Reproduce every line of the listing below word for word, changing nothing.

Data for this exercise:

^^^^

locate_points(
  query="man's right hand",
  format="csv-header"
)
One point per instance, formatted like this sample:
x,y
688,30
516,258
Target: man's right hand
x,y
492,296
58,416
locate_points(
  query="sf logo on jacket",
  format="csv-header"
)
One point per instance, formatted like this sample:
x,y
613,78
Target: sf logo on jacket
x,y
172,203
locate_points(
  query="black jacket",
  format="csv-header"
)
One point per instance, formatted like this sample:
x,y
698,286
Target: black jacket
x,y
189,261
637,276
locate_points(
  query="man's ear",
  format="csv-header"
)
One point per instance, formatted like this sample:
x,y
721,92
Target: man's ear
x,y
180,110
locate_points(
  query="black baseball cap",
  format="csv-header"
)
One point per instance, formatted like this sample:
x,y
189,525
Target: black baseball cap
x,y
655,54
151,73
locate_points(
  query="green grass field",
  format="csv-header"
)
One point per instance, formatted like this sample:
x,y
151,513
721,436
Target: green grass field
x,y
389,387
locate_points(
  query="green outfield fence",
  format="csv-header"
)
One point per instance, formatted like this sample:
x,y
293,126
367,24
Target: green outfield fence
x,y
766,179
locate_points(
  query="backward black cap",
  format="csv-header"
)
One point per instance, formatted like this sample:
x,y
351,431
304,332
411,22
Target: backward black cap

^^^^

Solution to this exercise:
locate_points(
  query="man's right hand",
  format="csv-header"
)
One point per instance, formatted like this sample:
x,y
688,30
516,258
Target: man's right hand
x,y
492,296
58,416
locate_points(
  query="sf logo on jacket",
  format="csv-header"
)
One point per instance, formatted like this sample:
x,y
613,78
Target: sf logo on jacket
x,y
172,203
locate_points(
  query="black jacket",
  format="csv-header"
)
One point per instance, formatted like this sample:
x,y
698,286
Target: black jacket
x,y
189,261
637,276
locate_points(
  query="man's ear",
  format="csv-header"
)
One point per instance, formatted like this sample:
x,y
721,92
Target: man's ear
x,y
180,110
locate_points(
  query="black baseball cap",
  format="csv-header"
)
One point per instance, formatted like this sample:
x,y
189,525
Target: black baseball cap
x,y
655,54
151,73
locate_points(
  query="green grass field",
  format="csv-header"
)
One point per instance, formatted like this sample:
x,y
151,513
721,436
Target: green grass field
x,y
389,387
locate_points(
  query="green outfield fence",
  format="csv-header"
)
One point per instance, formatted like this sample:
x,y
293,126
367,24
Target: green outfield fence
x,y
766,179
locate_points(
  query="backward black cap",
  format="csv-header"
)
One point per instance, formatted like this sample:
x,y
351,431
304,332
411,22
Target: backward black cap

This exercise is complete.